● Rows
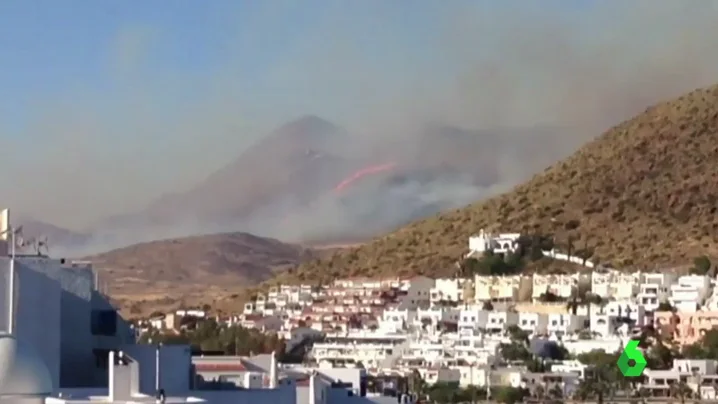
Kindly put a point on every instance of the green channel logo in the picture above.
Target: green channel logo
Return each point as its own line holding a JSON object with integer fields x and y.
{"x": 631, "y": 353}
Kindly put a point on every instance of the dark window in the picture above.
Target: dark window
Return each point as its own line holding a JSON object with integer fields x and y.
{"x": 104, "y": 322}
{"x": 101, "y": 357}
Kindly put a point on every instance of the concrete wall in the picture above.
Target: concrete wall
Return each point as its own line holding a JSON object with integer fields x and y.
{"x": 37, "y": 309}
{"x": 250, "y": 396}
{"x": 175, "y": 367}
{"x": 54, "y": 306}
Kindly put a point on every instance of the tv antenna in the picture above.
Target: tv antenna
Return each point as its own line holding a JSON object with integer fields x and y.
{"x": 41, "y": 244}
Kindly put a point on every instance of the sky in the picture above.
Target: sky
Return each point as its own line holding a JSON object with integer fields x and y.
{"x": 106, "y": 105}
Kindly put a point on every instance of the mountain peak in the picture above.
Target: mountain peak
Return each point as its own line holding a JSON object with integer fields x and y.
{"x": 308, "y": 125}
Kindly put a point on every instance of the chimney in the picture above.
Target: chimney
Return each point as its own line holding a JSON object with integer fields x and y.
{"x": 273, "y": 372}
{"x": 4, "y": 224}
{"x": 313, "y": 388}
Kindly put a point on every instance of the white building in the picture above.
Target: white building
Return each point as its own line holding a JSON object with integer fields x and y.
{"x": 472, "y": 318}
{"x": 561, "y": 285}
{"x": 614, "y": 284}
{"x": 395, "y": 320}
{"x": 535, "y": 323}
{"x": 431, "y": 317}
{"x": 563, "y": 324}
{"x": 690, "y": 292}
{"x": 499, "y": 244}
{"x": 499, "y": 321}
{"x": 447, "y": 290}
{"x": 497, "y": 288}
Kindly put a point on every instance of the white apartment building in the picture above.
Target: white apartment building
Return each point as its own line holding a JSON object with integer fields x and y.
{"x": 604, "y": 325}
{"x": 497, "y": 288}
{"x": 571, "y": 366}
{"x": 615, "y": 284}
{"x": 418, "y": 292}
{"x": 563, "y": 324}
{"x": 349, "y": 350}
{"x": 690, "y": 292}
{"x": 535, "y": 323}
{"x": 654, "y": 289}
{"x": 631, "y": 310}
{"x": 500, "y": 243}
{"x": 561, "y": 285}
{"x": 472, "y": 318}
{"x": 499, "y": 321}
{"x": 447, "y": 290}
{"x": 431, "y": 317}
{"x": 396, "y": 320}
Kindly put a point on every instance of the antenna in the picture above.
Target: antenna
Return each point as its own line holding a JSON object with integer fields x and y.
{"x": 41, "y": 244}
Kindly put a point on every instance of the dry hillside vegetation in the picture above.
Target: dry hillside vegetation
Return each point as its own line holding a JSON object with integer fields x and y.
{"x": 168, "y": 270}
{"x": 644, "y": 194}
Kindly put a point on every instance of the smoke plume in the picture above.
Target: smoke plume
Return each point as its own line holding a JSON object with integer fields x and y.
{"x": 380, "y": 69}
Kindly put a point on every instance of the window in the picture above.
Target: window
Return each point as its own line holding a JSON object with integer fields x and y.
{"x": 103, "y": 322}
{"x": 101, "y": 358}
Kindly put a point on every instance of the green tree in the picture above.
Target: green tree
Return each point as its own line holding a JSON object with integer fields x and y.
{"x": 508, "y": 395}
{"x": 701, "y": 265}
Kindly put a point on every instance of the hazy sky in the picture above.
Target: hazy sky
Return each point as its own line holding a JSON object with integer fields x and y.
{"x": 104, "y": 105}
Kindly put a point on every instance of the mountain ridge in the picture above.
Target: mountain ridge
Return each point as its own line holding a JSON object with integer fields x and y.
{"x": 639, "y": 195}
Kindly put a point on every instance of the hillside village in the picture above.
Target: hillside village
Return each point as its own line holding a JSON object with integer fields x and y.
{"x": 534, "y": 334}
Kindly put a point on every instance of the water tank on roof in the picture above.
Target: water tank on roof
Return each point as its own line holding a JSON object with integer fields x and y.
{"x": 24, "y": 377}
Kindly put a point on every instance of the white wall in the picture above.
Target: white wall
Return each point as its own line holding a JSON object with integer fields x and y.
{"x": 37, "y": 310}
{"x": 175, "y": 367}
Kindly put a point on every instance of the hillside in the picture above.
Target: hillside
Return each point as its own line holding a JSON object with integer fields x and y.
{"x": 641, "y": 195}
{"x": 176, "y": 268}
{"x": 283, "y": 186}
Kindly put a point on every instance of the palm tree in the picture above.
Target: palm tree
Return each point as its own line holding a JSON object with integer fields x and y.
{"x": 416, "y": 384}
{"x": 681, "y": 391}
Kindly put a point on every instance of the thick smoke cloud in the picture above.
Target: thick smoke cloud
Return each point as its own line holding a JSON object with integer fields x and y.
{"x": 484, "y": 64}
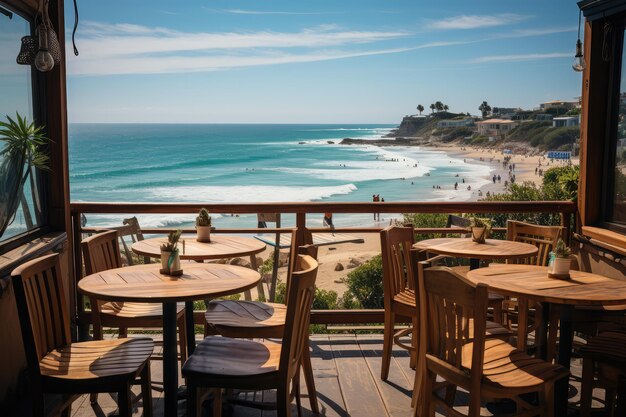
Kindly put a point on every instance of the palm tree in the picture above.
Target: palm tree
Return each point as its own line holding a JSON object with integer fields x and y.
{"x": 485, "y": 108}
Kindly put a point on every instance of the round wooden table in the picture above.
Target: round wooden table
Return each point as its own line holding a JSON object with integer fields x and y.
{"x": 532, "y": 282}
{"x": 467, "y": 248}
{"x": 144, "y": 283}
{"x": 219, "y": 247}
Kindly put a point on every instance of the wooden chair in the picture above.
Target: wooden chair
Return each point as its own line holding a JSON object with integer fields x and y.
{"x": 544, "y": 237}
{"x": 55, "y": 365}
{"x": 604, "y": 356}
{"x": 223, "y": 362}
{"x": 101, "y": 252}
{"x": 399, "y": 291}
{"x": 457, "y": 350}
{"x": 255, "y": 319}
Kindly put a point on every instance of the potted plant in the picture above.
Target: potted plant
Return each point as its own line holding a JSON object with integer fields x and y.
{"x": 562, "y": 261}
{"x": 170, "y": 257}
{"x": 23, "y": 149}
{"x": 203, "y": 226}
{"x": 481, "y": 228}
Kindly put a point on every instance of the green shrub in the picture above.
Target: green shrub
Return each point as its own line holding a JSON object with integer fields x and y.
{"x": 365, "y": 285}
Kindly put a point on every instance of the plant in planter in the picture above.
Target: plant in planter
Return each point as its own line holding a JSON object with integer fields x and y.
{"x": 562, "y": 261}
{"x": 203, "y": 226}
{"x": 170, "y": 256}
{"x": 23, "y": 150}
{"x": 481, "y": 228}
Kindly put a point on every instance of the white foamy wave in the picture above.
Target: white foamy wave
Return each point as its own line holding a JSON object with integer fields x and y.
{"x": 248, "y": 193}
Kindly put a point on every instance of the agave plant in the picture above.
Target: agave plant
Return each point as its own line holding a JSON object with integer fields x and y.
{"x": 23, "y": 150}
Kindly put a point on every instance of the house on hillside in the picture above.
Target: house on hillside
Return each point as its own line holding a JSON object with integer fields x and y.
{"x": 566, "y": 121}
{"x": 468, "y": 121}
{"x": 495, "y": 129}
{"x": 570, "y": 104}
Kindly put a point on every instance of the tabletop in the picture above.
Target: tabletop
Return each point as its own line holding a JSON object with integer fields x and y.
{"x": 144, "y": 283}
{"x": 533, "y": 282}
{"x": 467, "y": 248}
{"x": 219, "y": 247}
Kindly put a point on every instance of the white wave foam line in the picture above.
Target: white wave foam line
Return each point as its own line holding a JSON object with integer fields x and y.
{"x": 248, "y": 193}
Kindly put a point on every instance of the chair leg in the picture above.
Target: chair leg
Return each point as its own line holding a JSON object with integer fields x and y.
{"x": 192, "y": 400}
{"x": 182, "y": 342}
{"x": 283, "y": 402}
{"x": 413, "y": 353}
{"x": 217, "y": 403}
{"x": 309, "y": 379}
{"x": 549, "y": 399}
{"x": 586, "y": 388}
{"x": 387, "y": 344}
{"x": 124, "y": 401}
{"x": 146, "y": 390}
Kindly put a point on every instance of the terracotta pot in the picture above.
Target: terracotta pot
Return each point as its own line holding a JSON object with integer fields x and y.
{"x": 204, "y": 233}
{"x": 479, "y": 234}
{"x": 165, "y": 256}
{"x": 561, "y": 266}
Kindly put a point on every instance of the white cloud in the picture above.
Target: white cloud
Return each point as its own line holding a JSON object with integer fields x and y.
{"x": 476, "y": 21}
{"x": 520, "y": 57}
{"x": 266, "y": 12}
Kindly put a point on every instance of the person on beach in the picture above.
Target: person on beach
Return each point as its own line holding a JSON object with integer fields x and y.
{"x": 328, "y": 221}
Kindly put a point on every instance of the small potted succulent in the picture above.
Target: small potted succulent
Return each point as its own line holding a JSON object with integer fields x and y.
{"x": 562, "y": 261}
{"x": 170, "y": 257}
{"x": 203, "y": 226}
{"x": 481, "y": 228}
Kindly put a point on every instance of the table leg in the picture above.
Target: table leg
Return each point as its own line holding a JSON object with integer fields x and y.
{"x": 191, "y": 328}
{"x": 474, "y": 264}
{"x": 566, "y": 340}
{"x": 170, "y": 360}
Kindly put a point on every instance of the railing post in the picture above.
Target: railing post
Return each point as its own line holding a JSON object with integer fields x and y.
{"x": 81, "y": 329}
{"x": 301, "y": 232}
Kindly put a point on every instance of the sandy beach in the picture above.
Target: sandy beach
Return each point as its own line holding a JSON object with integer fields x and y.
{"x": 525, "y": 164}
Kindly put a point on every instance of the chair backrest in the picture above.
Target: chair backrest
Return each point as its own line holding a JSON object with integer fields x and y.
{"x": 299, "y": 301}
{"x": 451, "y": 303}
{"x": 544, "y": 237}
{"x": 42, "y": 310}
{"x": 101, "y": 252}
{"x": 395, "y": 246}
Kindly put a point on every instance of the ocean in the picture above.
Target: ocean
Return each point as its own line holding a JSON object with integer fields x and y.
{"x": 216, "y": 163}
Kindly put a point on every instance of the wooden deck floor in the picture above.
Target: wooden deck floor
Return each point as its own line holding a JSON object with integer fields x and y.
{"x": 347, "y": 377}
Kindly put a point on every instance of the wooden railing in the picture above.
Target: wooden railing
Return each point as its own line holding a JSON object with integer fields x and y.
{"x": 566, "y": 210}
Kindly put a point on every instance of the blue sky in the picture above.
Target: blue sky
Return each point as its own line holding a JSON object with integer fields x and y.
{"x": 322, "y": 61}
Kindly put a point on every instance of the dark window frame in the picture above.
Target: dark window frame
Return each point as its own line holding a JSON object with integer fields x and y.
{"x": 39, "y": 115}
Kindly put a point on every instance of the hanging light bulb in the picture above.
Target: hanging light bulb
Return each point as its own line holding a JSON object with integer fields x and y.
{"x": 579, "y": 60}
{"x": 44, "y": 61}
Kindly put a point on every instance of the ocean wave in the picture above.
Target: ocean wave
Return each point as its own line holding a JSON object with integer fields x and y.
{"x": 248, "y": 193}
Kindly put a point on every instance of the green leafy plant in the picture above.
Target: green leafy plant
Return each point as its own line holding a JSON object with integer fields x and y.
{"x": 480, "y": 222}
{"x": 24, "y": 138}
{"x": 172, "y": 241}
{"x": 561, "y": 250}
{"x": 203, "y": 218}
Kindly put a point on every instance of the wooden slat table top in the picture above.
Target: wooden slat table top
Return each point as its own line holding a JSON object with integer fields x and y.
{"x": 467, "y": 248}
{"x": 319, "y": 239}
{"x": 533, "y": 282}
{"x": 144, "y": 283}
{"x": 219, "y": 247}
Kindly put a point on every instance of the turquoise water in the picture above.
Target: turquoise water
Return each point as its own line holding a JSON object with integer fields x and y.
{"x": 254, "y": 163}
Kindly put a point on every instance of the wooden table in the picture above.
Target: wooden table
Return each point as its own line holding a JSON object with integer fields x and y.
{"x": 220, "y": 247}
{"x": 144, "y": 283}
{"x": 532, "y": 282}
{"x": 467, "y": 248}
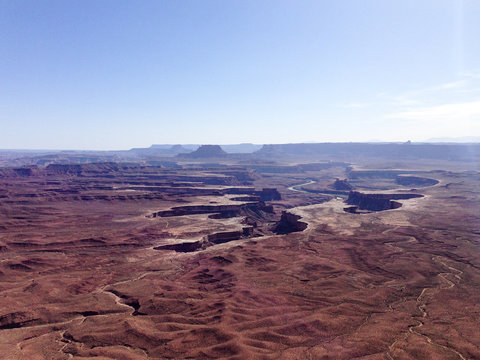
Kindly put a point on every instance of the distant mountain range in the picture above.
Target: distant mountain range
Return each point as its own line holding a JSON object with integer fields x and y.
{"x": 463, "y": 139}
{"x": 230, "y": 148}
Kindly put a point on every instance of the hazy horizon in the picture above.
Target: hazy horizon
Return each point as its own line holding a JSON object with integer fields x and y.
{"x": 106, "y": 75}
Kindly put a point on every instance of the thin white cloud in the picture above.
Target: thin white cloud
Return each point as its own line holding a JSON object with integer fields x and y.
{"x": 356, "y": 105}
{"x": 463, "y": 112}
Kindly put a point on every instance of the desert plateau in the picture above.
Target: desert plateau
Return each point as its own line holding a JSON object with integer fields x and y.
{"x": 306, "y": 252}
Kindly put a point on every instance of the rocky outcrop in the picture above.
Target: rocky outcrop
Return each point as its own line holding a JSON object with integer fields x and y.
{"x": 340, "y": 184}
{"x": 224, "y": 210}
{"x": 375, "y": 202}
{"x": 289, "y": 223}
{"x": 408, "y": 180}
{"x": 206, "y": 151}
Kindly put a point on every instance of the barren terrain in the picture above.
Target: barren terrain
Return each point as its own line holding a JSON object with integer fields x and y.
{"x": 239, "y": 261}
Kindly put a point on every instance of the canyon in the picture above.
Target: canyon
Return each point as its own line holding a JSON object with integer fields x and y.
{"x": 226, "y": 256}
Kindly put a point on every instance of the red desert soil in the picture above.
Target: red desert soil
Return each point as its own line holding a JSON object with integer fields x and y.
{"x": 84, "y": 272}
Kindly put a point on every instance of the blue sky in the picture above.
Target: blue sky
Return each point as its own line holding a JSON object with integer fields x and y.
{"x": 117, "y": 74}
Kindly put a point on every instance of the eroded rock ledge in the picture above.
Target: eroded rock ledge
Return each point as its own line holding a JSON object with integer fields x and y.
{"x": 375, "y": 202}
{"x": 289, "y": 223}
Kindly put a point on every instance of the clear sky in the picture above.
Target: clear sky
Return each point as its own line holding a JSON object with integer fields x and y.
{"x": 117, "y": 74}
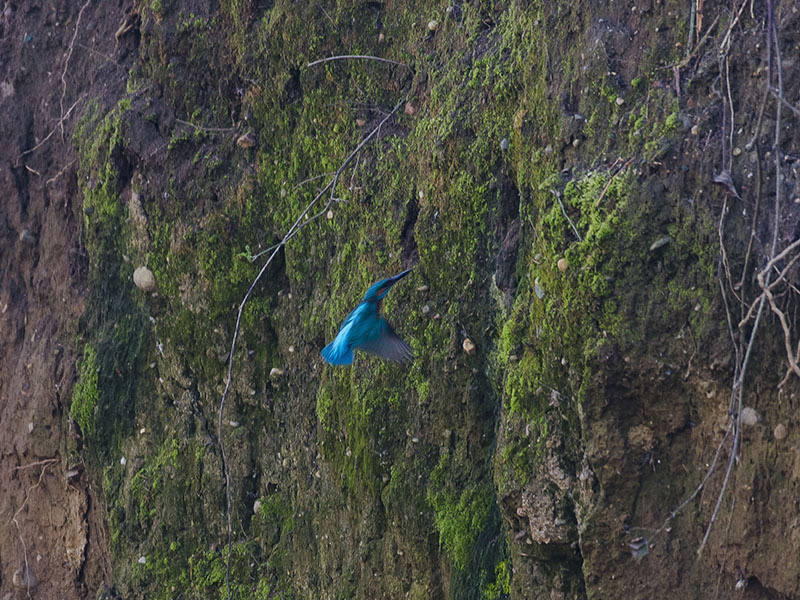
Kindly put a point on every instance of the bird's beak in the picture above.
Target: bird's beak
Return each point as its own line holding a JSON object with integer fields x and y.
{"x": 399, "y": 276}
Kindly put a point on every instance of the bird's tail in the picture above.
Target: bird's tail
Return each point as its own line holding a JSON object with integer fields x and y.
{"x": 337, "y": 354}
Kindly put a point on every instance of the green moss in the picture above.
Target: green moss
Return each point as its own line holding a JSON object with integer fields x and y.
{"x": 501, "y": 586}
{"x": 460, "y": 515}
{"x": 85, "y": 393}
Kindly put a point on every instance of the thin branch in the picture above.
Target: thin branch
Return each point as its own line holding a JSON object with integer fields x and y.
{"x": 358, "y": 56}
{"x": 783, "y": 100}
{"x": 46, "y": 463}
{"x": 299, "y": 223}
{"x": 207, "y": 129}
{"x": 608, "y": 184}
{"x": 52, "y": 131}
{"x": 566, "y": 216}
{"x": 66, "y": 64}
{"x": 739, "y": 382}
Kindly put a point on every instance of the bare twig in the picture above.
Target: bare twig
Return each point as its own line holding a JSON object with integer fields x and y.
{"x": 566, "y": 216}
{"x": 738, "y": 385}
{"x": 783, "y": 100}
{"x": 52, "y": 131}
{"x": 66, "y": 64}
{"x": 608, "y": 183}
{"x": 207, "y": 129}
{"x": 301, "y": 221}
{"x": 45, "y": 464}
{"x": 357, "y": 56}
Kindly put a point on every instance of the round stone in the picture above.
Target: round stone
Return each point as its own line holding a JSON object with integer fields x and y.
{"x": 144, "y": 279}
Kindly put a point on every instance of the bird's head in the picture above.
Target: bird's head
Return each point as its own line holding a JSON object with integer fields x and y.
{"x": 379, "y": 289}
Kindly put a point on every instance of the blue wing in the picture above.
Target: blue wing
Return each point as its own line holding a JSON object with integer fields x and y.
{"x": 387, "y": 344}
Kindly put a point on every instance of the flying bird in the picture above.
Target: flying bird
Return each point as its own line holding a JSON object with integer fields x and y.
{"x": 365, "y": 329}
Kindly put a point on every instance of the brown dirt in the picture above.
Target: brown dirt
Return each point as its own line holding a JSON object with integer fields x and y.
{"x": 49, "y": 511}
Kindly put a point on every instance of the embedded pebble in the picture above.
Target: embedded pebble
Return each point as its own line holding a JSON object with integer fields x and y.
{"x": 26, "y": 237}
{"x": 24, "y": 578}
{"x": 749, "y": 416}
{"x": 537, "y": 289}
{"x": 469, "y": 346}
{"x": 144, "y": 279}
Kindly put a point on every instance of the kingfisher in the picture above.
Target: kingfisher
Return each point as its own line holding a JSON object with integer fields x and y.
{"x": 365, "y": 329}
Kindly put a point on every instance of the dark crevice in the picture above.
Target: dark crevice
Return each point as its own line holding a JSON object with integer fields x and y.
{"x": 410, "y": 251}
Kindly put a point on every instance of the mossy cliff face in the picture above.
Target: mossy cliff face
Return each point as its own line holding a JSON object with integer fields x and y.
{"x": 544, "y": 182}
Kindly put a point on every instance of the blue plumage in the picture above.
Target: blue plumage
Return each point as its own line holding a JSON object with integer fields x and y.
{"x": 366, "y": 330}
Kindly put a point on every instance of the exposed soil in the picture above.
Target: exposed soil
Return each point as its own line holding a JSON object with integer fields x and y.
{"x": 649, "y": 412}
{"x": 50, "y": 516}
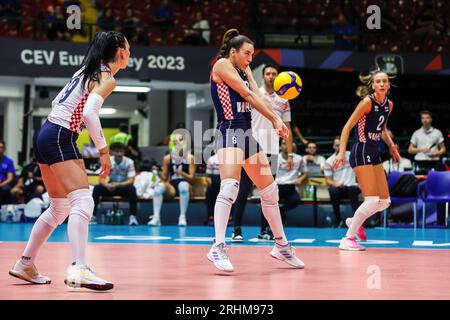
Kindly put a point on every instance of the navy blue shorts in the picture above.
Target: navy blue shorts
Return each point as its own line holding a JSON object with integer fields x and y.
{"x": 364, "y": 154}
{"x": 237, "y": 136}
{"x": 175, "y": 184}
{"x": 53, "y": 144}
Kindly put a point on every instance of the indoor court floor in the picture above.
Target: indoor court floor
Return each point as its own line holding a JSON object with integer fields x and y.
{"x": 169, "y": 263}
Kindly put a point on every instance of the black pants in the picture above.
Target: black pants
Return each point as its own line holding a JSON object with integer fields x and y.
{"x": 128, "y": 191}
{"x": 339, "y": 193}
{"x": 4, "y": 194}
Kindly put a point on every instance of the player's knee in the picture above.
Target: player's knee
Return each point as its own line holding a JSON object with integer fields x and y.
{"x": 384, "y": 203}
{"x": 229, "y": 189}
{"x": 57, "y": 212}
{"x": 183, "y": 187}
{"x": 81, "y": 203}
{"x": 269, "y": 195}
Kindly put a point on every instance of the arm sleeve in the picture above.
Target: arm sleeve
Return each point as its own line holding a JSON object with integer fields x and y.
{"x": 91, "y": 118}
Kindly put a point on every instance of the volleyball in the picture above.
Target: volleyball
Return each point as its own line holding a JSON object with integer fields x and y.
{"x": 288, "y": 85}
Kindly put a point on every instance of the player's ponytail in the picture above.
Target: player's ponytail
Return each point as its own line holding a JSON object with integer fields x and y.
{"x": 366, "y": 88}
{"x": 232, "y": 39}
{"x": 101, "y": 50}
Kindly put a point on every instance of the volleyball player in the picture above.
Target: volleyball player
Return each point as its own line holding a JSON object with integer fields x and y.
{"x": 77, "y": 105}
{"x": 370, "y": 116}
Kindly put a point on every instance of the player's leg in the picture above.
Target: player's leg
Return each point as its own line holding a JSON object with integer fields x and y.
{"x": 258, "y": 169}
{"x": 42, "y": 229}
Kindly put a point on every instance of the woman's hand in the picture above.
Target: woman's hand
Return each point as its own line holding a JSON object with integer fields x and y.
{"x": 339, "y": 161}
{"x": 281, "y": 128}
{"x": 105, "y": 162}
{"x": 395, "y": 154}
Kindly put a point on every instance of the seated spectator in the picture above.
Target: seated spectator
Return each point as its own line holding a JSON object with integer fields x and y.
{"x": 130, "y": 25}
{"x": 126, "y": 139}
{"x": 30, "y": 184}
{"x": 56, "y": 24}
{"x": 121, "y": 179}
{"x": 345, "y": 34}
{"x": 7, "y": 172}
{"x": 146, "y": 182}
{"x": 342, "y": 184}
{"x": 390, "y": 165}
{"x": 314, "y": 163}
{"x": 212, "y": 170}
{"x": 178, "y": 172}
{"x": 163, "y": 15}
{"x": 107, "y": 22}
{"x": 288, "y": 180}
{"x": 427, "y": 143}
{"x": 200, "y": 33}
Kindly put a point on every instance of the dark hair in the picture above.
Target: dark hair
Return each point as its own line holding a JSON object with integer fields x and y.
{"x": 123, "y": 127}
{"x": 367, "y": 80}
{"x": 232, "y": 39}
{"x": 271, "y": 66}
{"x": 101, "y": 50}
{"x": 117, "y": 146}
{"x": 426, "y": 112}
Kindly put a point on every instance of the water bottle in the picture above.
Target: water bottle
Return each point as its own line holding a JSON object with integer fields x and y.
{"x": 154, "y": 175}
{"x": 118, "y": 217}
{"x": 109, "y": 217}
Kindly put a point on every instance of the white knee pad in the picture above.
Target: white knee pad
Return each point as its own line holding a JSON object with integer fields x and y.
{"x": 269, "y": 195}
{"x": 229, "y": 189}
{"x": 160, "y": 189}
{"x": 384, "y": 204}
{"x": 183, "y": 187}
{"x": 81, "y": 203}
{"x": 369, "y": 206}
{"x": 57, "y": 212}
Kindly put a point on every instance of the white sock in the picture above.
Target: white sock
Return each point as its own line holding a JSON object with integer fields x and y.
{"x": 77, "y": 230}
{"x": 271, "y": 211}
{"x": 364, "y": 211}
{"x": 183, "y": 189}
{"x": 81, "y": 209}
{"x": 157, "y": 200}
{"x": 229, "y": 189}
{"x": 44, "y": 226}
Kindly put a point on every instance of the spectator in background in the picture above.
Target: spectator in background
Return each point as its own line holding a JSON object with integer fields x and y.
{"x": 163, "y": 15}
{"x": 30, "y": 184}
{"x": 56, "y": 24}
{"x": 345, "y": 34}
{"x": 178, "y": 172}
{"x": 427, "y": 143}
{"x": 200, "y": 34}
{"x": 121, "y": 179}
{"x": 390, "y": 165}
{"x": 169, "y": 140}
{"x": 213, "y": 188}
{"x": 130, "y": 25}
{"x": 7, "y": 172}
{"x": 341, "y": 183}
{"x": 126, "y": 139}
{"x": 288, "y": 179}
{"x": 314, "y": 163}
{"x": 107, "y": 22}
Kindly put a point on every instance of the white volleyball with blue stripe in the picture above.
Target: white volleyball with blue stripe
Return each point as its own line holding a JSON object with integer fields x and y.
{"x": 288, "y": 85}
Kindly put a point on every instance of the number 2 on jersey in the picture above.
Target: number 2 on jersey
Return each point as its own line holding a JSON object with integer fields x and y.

● What to produce
The lines to reproduce run from the one that contains "Kindly put a point on every instance of the white sock" through the last line above; copy them exactly.

● Reply
Kindly put a point on every instance of the white sock in the picture above.
Target: white sock
Return each point as its own line holding a JSON object with integer fields x and y.
{"x": 77, "y": 230}
{"x": 271, "y": 211}
{"x": 364, "y": 211}
{"x": 183, "y": 189}
{"x": 81, "y": 209}
{"x": 157, "y": 200}
{"x": 229, "y": 189}
{"x": 44, "y": 226}
Kindly put a point on every instance of the spectator in background in the picture above.
Target: spectator in background
Return each point as its own line holding a JSON object with integer fields x and y.
{"x": 163, "y": 15}
{"x": 30, "y": 184}
{"x": 56, "y": 24}
{"x": 345, "y": 34}
{"x": 178, "y": 172}
{"x": 427, "y": 143}
{"x": 200, "y": 34}
{"x": 121, "y": 179}
{"x": 390, "y": 165}
{"x": 169, "y": 140}
{"x": 213, "y": 188}
{"x": 130, "y": 25}
{"x": 7, "y": 172}
{"x": 341, "y": 183}
{"x": 126, "y": 139}
{"x": 288, "y": 179}
{"x": 314, "y": 163}
{"x": 107, "y": 22}
Kindly put a point on every instance of the white volleyball with blue stripe in the picture above.
Target: white volleyball with blue stripe
Return each point as its own line holding a JSON object with integer fields x and y.
{"x": 288, "y": 85}
Kindly put a point on every instance of the number 2 on jersey in the picture above.
Target: number 2 on jersey
Return each point as its own line holding a JSON object with integer fields x and y.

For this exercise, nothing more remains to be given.